# ps2 cheat code injection



## princerouge (Nov 4, 2010)

Ok, i would like to know how i could inject a action replay or gameshark cheat code into a game itself. I have a modbo 4 and no cheat device seems to work with that crap. 

Thank you for any useful advice.


----------



## JonthanD (Nov 4, 2010)

Use PPF engine to patch the ISO and download some trainers.

http://www.consolecopyworld.com/ps2/ps2_pa...s.shtml#Patches & Trainers

I think thats probably the best place to find trainers for PS2, I sort of wish they had more trainers made for the PS2 but I guess it was pretty hard to do.


----------



## princerouge (Nov 5, 2010)

pretty outdated i say. I use to go there to get my patches for psx and all. not much ps2 trainer thought but still. For an older game, it's perfect.

Thanks


----------



## JonthanD (Nov 6, 2010)

princerouge said:
			
		

> pretty outdated i say. I use to go there to get my patches for psx and all. not much ps2 trainer thought but still. For an older game, it's perfect.
> 
> Thanks



Yeah I wish I knew of more places to find PS2 trainers 
	

	
	
		
		

		
			





I have heard of ways to use CodeBreaker on back ups but its so convoluted that its just easier to find a back up of the new Swap Magic and boot that to use with its codes. 

I wish all codes where as easy to do as the Wii with that Accio hacks thing, thats the easiest way I have ever seen for codes hmmm I take that back I like the way it works on the DS with the GBAtemp cheat DB file for the DS, just download one file and have at your fingertips almost every code for every DS game thats been coded for! 

I guess props to the GBAtemp DS code team and the Accio hacks team for making my games just that much more fun! Thank you all for your hard work! 


One last link for PS2 stuff, I used to use this page all the time for things I needed.

http://sksapps.com/index.php?page=mis.html


----------



## princerouge (Nov 8, 2010)

thank you. I wish it would be possible to make trainer/patch for ps2 game like the pc. I wonder if there is any tools/debugers for ps2 games. Or converting gameshark or action replay in a way of physical adresse 

anyway. I will look into that.


----------

Provided material ->
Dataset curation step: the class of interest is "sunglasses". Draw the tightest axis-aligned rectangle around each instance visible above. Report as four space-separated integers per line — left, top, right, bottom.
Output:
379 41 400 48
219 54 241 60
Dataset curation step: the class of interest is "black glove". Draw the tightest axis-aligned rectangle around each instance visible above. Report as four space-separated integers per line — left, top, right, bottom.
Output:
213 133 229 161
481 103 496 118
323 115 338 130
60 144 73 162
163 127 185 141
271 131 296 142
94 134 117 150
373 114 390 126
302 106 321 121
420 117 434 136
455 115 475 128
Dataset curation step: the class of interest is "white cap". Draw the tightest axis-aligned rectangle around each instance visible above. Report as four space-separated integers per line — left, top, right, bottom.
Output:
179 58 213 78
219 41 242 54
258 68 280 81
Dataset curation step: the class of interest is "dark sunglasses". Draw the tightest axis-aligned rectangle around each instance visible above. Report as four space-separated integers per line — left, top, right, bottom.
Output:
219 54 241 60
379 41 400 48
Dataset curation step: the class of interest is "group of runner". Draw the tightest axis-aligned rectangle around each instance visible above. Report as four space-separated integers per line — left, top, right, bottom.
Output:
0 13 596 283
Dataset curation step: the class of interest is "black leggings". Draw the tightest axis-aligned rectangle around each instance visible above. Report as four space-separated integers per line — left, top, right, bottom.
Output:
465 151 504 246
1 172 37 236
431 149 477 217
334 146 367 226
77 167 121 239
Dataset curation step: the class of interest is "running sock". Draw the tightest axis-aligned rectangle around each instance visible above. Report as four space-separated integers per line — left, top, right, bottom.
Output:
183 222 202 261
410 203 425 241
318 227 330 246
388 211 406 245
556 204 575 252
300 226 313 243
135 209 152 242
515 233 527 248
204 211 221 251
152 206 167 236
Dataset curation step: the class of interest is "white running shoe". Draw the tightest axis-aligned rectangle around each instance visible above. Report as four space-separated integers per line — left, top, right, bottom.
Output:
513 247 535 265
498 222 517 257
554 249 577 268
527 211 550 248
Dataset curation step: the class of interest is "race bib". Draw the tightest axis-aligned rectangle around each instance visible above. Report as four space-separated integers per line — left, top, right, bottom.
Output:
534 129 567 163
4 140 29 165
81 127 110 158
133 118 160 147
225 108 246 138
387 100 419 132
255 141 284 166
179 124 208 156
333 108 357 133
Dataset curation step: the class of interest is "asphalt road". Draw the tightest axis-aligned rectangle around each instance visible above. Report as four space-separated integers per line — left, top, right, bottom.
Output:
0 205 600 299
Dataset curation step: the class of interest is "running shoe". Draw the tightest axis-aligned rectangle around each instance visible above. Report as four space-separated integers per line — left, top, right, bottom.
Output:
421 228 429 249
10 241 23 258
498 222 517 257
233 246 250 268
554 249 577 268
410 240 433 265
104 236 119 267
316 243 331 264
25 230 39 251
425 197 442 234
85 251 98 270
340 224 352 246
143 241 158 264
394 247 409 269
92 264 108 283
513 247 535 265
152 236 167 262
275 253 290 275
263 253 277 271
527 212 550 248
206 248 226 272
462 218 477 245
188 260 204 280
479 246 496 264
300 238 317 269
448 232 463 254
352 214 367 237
--
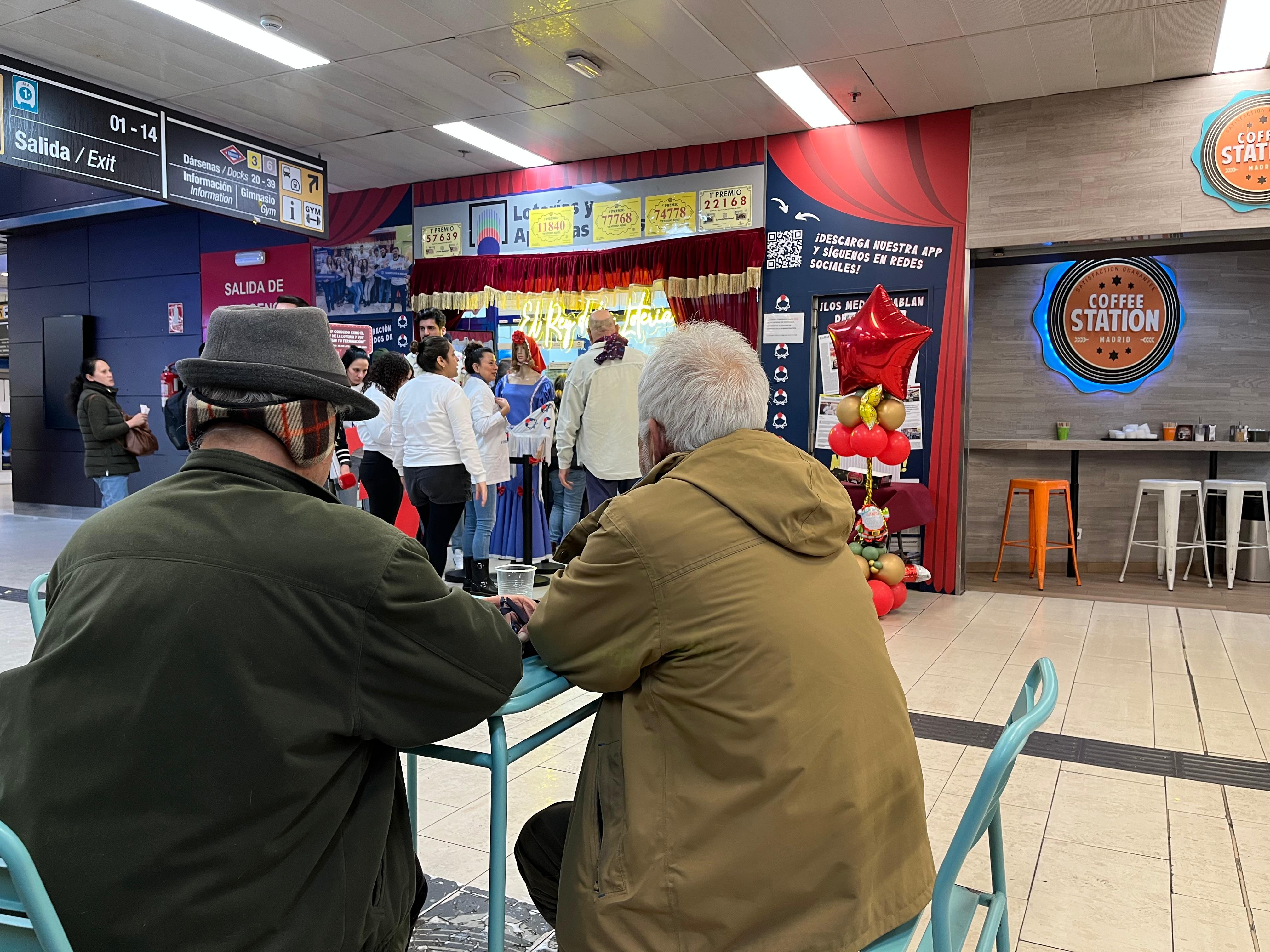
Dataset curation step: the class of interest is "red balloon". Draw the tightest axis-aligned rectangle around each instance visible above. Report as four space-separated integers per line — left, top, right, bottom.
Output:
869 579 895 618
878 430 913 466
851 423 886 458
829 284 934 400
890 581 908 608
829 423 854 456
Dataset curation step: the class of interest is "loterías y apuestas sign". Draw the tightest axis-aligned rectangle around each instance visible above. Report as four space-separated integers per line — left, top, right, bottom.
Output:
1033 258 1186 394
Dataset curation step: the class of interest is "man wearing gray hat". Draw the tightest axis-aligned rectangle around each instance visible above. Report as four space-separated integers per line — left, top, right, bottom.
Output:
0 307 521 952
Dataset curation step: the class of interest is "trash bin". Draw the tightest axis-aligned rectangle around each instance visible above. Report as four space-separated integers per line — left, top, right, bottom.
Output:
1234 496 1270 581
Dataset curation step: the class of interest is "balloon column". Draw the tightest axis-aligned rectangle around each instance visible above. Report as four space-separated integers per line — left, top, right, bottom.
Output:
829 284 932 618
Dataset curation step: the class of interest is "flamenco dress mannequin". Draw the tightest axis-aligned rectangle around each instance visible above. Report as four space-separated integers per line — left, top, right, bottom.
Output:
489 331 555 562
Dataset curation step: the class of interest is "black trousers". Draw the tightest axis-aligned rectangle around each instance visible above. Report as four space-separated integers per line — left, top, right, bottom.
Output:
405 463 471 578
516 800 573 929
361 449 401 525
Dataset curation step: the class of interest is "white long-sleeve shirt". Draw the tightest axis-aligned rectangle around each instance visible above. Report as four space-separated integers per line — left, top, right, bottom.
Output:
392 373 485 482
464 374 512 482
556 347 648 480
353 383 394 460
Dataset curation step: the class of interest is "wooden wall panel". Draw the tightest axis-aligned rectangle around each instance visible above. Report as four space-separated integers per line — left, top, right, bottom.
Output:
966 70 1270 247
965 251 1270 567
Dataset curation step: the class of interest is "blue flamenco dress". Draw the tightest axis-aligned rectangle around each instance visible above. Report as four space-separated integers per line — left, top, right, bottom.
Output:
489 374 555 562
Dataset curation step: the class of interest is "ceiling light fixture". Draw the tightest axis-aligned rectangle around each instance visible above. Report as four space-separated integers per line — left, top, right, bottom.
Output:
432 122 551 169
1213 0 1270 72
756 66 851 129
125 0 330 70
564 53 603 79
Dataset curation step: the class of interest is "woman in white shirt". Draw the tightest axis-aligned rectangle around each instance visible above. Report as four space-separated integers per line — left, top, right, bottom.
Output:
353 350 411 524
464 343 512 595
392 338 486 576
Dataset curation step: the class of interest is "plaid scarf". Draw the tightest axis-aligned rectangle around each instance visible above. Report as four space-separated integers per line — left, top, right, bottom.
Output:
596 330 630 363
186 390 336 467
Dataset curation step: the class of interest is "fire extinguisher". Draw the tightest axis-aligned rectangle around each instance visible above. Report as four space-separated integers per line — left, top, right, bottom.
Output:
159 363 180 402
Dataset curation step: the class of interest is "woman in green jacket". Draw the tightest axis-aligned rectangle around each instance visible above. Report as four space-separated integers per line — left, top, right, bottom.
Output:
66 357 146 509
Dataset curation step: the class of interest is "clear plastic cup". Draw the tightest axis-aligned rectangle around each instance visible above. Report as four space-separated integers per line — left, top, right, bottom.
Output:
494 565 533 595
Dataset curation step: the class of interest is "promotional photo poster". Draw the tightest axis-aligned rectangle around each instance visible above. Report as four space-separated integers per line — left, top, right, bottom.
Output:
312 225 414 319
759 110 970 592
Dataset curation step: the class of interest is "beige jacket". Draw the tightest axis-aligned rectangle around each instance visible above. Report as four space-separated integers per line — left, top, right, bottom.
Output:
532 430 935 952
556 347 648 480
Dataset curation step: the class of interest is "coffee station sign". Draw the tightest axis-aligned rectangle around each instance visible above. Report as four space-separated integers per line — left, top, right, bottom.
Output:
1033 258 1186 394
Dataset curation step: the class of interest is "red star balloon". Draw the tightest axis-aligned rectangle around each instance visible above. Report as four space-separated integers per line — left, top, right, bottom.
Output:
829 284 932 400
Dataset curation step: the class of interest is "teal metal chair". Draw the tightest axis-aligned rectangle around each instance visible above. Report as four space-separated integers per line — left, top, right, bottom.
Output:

Brief 1 ->
List the author and date of every post in the PS2 cheat code thread, in the order they appear.
Brief 2 ->
Write out the passage of the PS2 cheat code thread starting at "# ps2 cheat" and ending at "any useful advice.".

Task solution 1 ->
princerouge (Nov 4, 2010)
JonthanD (Nov 4, 2010)
princerouge (Nov 5, 2010)
JonthanD (Nov 6, 2010)
princerouge (Nov 8, 2010)

Task solution 2 ->
# ps2 cheat code injection



## princerouge (Nov 4, 2010)

Ok, i would like to know how i could inject a action replay or gameshark cheat code into a game itself. I have a modbo 4 and no cheat device seems to work with that crap. 

Thank you for any useful advice.